I'll post his comments here:
First a question. Do you think it anthropocentric to distinguish between life systems that feel pain and those that cannot?
It is notable that if you prune a tree or bush it grows with new fervor due to the fact that more apical meristems are exposed to sunlight. When you 'trim' a squirrel, or another animal, it dies.
Post-vegetarianism is apologetics for taking a particular kind of life. While I don't personally oppose subsistence hunting, know that by professing these beliefs you just offer an opportunity to defend exactly the problem of mass farming that you mention in your last paragraph. Ideas like "you have to take a life to feed your own" are far too simple-minded to have a real meaning in our industrialized world. Rather than arguing for the benefits of taking life, you should focus on the benefits of becoming your own food supplier.
Consider your own logic: Hunting kills a single animal, farming kills a great number. Okay. So if you provide ALL of your meat by hunting and ALL of your vegetables by your own cautious gardening or gathering wild produce then this make some kind of sense. The moment you consider purchasing anything, your logic is rendered meaningless. If you buy vegetables, then you are the offender in your own example. If you buy meat, then you are not only responsible for the life of the animal you purchased, but also of all of those animals that were killed in harvesting food for your food. The logic you present is 'infallible' only on an extreme lifestyle of disconnection from any form of social food procurement. Given that such a lifestyle is not possible for the vast majority of the human population, your logic amounts to little more than apologetics and self-promotion.

*Actions to take:*
A: Transcribe the post-vegetarianism comments from "I'll post his" up to and including "animal, it dies.".
B: In the post-vegetarianism comments, why does a tree or bush grow with new fervor after it is pruned?
C: Extend the post-vegetarianism comments, picking up after their final sentence.
The entries are not needed for this work.

*Supplied data:*
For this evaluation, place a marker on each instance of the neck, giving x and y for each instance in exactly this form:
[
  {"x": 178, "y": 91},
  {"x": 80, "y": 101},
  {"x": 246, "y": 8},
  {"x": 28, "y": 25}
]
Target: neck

*Task-by-task answers:*
A:
I'll post his comments here:
First a question. Do you think it anthropocentric to distinguish between life systems that feel pain and those that cannot?
It is notable that if you prune a tree or bush it grows with new fervor due to the fact that more apical meristems are exposed to sunlight. When you 'trim' a squirrel, or another animal, it dies.

B: More apical meristems are exposed to sunlight.

C:
So:
Hi Patrick. Thanks for your thoughts.
I don't think it anthropocentric to try to understand the pain impacts of things we eat and make the wisest choices that we can. It is one the weakest parts of my argument, but I do feel that we are a bit presumptuous when we believe that we can kill plants or not kill plants and it make no difference whatsoever to the plants or to the balance of life in general. And if you look a little more closely, I was careful to make that point: plants and animals are probably not equal in terms of value of life, but that plants still have a lot of value Many people skip this idea and go merrily chopping the heads off their lettuces and then scorn the killing of an animal. I also wanted to point out that we don't actually know, not being plants whether they feel pain or not.
And I also have a line of reasoning in me that believes that maybe, if we were as interconnected and committed to the world as other animals, we would understand that to give one's life for the sustenance of another is a great honour and part of being alive. There are cultures that believe you should not take the life of an animal unless that animal gives itself to you. The hunters wait and they ask and are given permission to kill and eat a creature. And they witness this amongst other predators and their prey.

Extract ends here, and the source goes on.